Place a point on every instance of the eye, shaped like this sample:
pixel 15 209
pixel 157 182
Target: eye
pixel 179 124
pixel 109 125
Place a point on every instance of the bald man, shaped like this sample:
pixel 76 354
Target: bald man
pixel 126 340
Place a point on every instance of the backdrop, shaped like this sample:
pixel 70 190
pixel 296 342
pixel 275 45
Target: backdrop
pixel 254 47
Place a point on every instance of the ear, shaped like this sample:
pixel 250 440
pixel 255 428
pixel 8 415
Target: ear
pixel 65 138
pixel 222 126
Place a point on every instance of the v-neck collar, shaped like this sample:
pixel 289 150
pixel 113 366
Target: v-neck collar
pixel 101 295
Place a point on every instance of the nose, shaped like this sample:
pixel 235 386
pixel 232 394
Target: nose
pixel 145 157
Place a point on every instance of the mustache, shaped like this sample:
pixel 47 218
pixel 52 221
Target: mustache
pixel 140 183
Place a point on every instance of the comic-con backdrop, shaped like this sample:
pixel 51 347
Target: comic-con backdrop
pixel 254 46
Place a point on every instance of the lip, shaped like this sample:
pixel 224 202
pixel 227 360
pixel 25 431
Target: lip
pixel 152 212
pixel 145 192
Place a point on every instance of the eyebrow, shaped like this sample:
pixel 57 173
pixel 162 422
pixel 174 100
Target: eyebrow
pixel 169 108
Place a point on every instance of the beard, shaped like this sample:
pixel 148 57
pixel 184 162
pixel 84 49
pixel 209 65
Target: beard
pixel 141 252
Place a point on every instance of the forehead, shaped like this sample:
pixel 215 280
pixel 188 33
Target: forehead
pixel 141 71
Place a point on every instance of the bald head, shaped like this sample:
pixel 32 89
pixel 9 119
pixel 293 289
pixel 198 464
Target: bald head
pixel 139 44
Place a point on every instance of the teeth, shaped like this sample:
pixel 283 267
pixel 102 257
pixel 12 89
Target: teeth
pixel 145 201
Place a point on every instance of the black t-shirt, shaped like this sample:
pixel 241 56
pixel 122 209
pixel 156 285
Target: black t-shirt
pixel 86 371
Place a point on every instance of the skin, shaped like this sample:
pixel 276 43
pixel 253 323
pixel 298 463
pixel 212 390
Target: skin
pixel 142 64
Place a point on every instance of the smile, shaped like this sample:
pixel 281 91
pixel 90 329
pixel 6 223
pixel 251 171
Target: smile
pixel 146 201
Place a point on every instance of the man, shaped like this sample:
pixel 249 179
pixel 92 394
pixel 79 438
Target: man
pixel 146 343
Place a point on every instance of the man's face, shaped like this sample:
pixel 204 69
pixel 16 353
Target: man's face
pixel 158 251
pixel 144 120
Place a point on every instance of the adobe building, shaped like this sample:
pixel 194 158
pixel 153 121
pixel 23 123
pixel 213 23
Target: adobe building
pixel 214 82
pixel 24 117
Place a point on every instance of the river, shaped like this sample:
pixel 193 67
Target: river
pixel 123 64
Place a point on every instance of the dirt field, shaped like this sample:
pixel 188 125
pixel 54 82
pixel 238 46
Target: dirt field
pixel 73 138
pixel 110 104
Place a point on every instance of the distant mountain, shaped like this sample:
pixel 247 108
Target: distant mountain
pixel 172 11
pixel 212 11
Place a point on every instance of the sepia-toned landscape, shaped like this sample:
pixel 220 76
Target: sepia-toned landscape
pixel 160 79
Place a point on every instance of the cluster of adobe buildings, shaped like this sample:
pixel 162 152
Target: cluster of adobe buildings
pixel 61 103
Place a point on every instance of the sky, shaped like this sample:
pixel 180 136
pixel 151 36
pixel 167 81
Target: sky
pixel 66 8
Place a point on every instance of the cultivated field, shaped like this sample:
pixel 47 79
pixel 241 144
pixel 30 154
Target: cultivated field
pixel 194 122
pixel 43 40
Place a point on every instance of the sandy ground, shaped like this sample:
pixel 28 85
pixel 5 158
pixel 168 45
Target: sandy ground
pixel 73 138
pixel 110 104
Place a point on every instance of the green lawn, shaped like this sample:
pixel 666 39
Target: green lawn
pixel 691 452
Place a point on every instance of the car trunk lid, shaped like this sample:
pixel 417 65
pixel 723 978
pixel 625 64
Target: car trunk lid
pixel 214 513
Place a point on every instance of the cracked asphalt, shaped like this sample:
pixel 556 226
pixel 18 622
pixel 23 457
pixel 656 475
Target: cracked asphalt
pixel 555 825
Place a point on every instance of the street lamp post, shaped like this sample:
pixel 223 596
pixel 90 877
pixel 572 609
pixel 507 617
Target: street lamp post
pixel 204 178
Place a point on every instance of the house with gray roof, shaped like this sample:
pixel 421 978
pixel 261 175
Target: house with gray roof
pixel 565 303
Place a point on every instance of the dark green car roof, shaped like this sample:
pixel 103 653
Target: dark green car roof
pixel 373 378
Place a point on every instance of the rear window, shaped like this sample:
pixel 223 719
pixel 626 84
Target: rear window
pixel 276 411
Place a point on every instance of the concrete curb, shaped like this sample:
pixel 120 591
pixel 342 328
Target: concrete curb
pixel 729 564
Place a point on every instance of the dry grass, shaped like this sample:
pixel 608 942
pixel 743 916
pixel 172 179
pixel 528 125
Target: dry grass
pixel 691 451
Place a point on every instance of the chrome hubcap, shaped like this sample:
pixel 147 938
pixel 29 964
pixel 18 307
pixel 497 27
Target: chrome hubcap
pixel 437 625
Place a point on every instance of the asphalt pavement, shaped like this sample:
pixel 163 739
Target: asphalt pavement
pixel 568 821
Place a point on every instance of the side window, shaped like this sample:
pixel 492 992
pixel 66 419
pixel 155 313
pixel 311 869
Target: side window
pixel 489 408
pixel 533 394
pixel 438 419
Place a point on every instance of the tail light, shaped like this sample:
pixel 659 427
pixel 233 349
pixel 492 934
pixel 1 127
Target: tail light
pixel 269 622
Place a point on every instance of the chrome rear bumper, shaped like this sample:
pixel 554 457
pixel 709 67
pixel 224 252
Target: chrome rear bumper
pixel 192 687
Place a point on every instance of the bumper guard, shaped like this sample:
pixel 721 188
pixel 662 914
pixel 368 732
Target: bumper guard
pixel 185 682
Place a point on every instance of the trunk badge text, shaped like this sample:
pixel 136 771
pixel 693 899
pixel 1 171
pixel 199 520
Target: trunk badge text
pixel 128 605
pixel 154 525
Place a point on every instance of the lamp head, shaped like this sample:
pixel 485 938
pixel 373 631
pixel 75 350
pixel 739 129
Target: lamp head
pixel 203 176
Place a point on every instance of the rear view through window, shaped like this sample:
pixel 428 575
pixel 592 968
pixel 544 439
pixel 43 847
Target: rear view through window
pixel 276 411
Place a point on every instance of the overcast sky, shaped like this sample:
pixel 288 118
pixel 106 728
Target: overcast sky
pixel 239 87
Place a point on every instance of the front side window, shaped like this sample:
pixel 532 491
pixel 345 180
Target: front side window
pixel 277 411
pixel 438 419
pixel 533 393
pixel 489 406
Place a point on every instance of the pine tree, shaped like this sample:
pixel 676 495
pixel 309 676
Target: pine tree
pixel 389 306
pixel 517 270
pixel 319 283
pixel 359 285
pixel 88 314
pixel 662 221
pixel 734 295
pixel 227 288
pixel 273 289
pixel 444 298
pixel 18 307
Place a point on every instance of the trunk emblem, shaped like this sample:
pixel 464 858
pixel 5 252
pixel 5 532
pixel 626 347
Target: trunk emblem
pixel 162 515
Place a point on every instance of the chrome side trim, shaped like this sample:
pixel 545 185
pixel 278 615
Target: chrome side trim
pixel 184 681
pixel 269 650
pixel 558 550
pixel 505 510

* [Exercise aim]: Each line of the listing is to be printed again, unchanged.

* [Task output]:
Place a point on every instance of the eye, shaped like this sample:
pixel 15 209
pixel 157 182
Target: eye
pixel 179 124
pixel 109 125
Place a point on every instance of the bald man, shaped like this sample:
pixel 76 354
Target: bald man
pixel 126 340
Place a point on every instance of the backdrop, shaped like this sample:
pixel 70 190
pixel 296 342
pixel 275 45
Target: backdrop
pixel 254 47
Place a point on every instance of the ear, shaped like this sample:
pixel 250 440
pixel 255 428
pixel 8 415
Target: ear
pixel 65 138
pixel 222 126
Place a point on every instance of the v-neck collar, shaped like this sample:
pixel 289 150
pixel 113 366
Target: v-neck collar
pixel 101 295
Place a point on every instance of the nose, shaped like this sample:
pixel 235 386
pixel 232 394
Target: nose
pixel 145 157
Place a point on every instance of the mustache, shaped like this sample:
pixel 47 218
pixel 52 221
Target: mustache
pixel 140 183
Place a point on every instance of the comic-con backdrop, shaped like this sample:
pixel 51 347
Target: comic-con backdrop
pixel 254 46
Place a point on every instance of the lip, shaped like this sample:
pixel 224 202
pixel 227 360
pixel 25 431
Target: lip
pixel 152 212
pixel 145 192
Place a point on every instance of the eyebrow, shaped like this sample:
pixel 57 173
pixel 162 422
pixel 174 100
Target: eyebrow
pixel 169 108
Place a point on every instance of the beard, shaped like this sample:
pixel 148 57
pixel 184 162
pixel 84 49
pixel 209 65
Target: beard
pixel 141 252
Place a point on every instance of the forehead, shaped like this sample:
pixel 215 280
pixel 188 33
Target: forehead
pixel 141 71
Place a point on every instance of the bald head, shaped like this sample:
pixel 32 89
pixel 9 119
pixel 293 289
pixel 198 464
Target: bald head
pixel 139 44
Place a point on every instance of the teeth, shaped like this sample:
pixel 283 267
pixel 102 257
pixel 12 89
Target: teeth
pixel 145 201
Place a point on every instance of the black t-shirt, shaped like this sample:
pixel 241 56
pixel 122 209
pixel 156 285
Target: black t-shirt
pixel 86 371
Place a point on every instance of the skin, shaped like this sample:
pixel 276 43
pixel 253 323
pixel 298 463
pixel 212 390
Target: skin
pixel 142 64
Place a point on every instance of the smile, shaped like this sample:
pixel 281 91
pixel 90 329
pixel 6 223
pixel 251 171
Target: smile
pixel 146 201
Place a point on every instance of the man, shaped like this sample:
pixel 249 179
pixel 92 394
pixel 79 438
Target: man
pixel 146 343
Place a point on every instance of the man's face, shaped like this sample:
pixel 204 69
pixel 16 353
Target: man's face
pixel 158 251
pixel 144 120
Place a point on every instance of the adobe building, shaped like this sample:
pixel 194 158
pixel 153 121
pixel 23 123
pixel 213 23
Target: adobe building
pixel 214 82
pixel 24 117
Place a point on every instance of the river, shaped like this sample:
pixel 193 67
Target: river
pixel 123 64
Place a point on every instance of the dirt field, shaped like this sample:
pixel 188 125
pixel 54 82
pixel 238 46
Target: dirt field
pixel 73 138
pixel 110 104
Place a point on every instance of the distant mountain, shaped like this sample:
pixel 247 108
Target: distant mountain
pixel 172 11
pixel 212 11
Place a point on every instance of the sepia-toned landscape, shaped like this sample:
pixel 220 76
Target: sepia-toned landscape
pixel 160 79
Place a point on every instance of the cluster of adobe buildings, shaped like this sample:
pixel 162 152
Target: cluster of adobe buildings
pixel 61 103
Place a point on every instance of the sky, shaped like this sample:
pixel 180 136
pixel 151 36
pixel 167 81
Target: sky
pixel 66 8
Place a point on every instance of the cultivated field, shaped like this sample:
pixel 47 79
pixel 241 144
pixel 30 154
Target: cultivated field
pixel 194 122
pixel 43 40
Place a point on every instance of the sandy ground, shaped like this sample:
pixel 28 85
pixel 5 158
pixel 168 45
Target: sandy ground
pixel 73 138
pixel 110 104
Place a point on every instance of the green lawn, shaped like this sample:
pixel 666 39
Target: green lawn
pixel 691 452
Place a point on every instance of the car trunk lid, shaped like this sample:
pixel 417 65
pixel 723 978
pixel 625 64
Target: car trunk lid
pixel 214 513
Place a point on every instance of the cracked asphalt, shaped like this sample:
pixel 556 226
pixel 18 622
pixel 23 457
pixel 656 475
Target: cracked asphalt
pixel 555 825
Place a point on every instance of the street lamp post, shaped like this sample:
pixel 223 596
pixel 90 877
pixel 572 609
pixel 507 617
Target: street lamp post
pixel 204 178
Place a point on every instance of the house with gray roof, shaped like this sample:
pixel 421 978
pixel 261 175
Target: house with gray roof
pixel 565 303
Place a point on every instance of the dark green car roof, shaped like this sample:
pixel 103 653
Target: dark green car roof
pixel 373 378
Place a point on every instance of the rear window, shaped like this sample:
pixel 223 719
pixel 626 84
Target: rear window
pixel 276 411
Place a point on every instance of the concrete curb, shaped like this sample:
pixel 120 591
pixel 342 328
Target: concrete curb
pixel 729 564
Place a point on every instance of the dry grass, shaped like this sample:
pixel 608 942
pixel 743 916
pixel 172 179
pixel 528 125
Target: dry grass
pixel 691 451
Place a point on every instance of the chrome hubcap, shaped like this sample:
pixel 147 938
pixel 29 964
pixel 18 307
pixel 497 27
Target: chrome hubcap
pixel 437 625
Place a point on every instance of the asphalt pavement, shaped like this sample:
pixel 163 739
Target: asphalt pavement
pixel 568 821
Place a point on every instance of the side window, shaped like this sample:
pixel 492 992
pixel 66 419
pixel 155 313
pixel 311 869
Target: side window
pixel 489 408
pixel 533 394
pixel 438 419
Place a point on every instance of the tail light, shaped like this sample:
pixel 659 427
pixel 233 349
pixel 492 934
pixel 1 127
Target: tail light
pixel 269 622
Place a point on every instance of the chrome rear bumper, shaped like this sample:
pixel 554 457
pixel 709 67
pixel 224 252
Target: chrome rear bumper
pixel 192 687
Place a point on every instance of the bumper guard, shaped like this sample:
pixel 721 188
pixel 662 914
pixel 368 732
Target: bumper guard
pixel 185 682
Place a point on every instance of the trunk badge text, shaped like this sample:
pixel 136 771
pixel 693 899
pixel 1 171
pixel 199 520
Target: trunk badge text
pixel 128 605
pixel 154 525
Place a point on every instance of the lamp head, shaped like this sample:
pixel 485 938
pixel 373 631
pixel 75 350
pixel 739 129
Target: lamp head
pixel 203 176
Place a point on every instance of the rear view through window, shaped like this sample:
pixel 428 575
pixel 592 968
pixel 544 439
pixel 43 847
Target: rear view through window
pixel 276 411
Place a point on every instance of the overcast sky, shaped like this sample:
pixel 288 118
pixel 106 728
Target: overcast sky
pixel 239 87
Place a point on every instance of the front side window, shaped like this sample:
pixel 532 491
pixel 345 180
Target: front side window
pixel 277 411
pixel 438 419
pixel 533 393
pixel 489 406
Place a point on every instance of the pine tree, shaped like this sample:
pixel 676 495
pixel 309 676
Target: pine tree
pixel 389 306
pixel 517 270
pixel 319 283
pixel 359 285
pixel 88 314
pixel 662 221
pixel 734 295
pixel 227 288
pixel 273 289
pixel 444 298
pixel 18 307
Place a point on every instance of the trunk emblem, shaped like this sample:
pixel 464 858
pixel 5 252
pixel 5 532
pixel 626 347
Target: trunk emblem
pixel 162 515
Place a point on every instance of the chrome side trim, shaped like this sample:
pixel 545 185
pixel 278 615
Target: chrome side trim
pixel 184 681
pixel 269 650
pixel 558 550
pixel 505 510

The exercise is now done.